*EXTRACTED TEXT:*
[Getdp] Magnetodynamic 3D - Electromagnetic circuit element
Florin CIUPRINA
florin at elmat.pub.ro
Tue Apr 22 15:51:34 CEST 2003
Hello Christophe,
>You should try to increase Nb_Fill: this will make the incomplete LU
>decomposition (used as a preconditioner) be closer and closer to the
>complete LU. This should improve convergence a lot.
Thanks. Indeed, this has improved the convergence a lot.
I tried several resolutions for different frequencies between 10 and 1.e5 Hz.
Looking at the results I noticed that, when the frequency increases, the J
vectors
"flow" closer to one L-shaped surface, so looking along X axis there is an
asymmetry,
the J field lines preferring the L-shape surface at z=0. But from the
symmetry point
of view, J should have the same behaviour near z=zmax.

*EXERCISE INPUT:*

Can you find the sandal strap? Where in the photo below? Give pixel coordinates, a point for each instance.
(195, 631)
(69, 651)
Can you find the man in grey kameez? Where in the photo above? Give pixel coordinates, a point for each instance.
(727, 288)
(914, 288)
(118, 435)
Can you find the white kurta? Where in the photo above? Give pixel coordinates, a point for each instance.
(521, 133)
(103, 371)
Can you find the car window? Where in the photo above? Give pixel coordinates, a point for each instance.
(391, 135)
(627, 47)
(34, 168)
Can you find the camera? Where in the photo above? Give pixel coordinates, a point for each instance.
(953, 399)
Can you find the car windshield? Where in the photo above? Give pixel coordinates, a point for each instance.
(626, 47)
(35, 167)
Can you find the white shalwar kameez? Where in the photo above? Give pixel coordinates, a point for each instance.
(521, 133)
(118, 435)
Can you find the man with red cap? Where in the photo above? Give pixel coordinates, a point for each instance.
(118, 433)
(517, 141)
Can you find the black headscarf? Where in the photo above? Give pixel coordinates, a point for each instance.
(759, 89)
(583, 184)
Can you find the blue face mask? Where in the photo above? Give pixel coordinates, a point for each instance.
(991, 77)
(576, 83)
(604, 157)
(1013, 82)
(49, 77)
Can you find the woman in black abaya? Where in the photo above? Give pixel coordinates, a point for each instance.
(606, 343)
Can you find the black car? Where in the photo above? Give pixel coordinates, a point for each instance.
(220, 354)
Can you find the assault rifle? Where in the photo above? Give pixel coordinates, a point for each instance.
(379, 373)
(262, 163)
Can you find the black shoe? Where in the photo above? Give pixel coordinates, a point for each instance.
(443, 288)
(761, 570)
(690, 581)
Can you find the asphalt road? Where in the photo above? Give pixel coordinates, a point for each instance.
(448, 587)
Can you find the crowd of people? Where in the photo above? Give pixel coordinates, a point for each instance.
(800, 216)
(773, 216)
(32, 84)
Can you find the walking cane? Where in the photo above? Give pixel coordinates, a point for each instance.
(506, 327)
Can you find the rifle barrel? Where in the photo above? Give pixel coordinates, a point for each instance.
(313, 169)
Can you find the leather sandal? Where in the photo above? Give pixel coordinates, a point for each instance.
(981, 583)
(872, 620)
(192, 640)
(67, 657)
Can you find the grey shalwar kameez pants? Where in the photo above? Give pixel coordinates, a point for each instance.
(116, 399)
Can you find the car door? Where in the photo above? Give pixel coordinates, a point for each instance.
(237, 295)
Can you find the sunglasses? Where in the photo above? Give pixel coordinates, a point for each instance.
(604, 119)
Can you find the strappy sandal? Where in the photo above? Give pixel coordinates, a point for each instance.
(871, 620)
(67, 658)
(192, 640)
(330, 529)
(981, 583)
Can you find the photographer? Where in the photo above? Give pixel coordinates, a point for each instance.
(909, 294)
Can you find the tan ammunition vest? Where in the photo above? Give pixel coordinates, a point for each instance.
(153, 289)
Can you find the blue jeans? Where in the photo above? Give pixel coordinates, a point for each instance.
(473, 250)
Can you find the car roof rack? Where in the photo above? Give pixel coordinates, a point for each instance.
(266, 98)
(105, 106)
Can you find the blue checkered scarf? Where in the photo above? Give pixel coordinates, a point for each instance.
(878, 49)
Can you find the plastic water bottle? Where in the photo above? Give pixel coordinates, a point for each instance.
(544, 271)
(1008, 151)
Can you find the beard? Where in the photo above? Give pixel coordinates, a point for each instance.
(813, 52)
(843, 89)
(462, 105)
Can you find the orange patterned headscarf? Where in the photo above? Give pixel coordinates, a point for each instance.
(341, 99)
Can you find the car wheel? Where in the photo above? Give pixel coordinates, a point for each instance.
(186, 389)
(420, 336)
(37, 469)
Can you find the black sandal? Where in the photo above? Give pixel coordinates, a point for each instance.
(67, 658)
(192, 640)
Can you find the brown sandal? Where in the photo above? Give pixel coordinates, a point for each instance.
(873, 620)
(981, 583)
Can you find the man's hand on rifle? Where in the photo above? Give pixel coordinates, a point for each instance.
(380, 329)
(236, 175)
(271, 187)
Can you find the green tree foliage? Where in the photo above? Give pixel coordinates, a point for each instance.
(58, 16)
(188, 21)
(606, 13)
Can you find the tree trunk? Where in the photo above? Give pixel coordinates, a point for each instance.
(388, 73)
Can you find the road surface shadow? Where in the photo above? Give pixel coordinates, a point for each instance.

*SET TASKS:*
a) Reproduce the listing word for word, from the line that contains "Can you find the blue jeans?" through the last line of the listing, with both of those lines included.
b) Continue the GetDP mailing-list post about the asymmetric current density, starting right after its last sentence.

*EXERCISE RESPONSES:*
a)
Can you find the blue jeans? Where in the photo above? Give pixel coordinates, a point for each instance.
(473, 250)
Can you find the car roof rack? Where in the photo above? Give pixel coordinates, a point for each instance.
(266, 98)
(105, 106)
Can you find the blue checkered scarf? Where in the photo above? Give pixel coordinates, a point for each instance.
(878, 49)
Can you find the plastic water bottle? Where in the photo above? Give pixel coordinates, a point for each instance.
(544, 271)
(1008, 151)
Can you find the beard? Where in the photo above? Give pixel coordinates, a point for each instance.
(813, 52)
(843, 89)
(462, 105)
Can you find the orange patterned headscarf? Where in the photo above? Give pixel coordinates, a point for each instance.
(341, 99)
Can you find the car wheel? Where in the photo above? Give pixel coordinates, a point for each instance.
(186, 389)
(420, 336)
(37, 469)
Can you find the black sandal? Where in the photo above? Give pixel coordinates, a point for each instance.
(67, 658)
(192, 640)
Can you find the brown sandal? Where in the photo above? Give pixel coordinates, a point for each instance.
(873, 620)
(981, 583)
Can you find the man's hand on rifle? Where in the photo above? Give pixel coordinates, a point for each instance.
(380, 329)
(236, 175)
(271, 187)
Can you find the green tree foliage? Where in the photo above? Give pixel coordinates, a point for each instance.
(58, 16)
(188, 21)
(606, 13)
Can you find the tree trunk? Where in the photo above? Give pixel coordinates, a point for each instance.
(388, 73)
Can you find the road surface shadow? Where in the photo above? Give pixel coordinates, a point for each instance.

b)
With other words I have a symmetrical problem with respect to the geometry
and boundary conditions (a=0 on all the boundary of the conductor,
and v=1 on one terminal and v=0 on the other terminal) and the distribution
of J vectors is
asymmetrical when the frequency increases. I refined the mesh for having
element size lower
than the skin depth, but the results are still asymmetrical.
I have no idea where this assymmetry comes from, therefore I attach again
the problem,
hoping that you will find a second to take a look at it. Your opinion would
help me a lot.
Best regards,
Florin
Florin Ciuprina, Ph.D.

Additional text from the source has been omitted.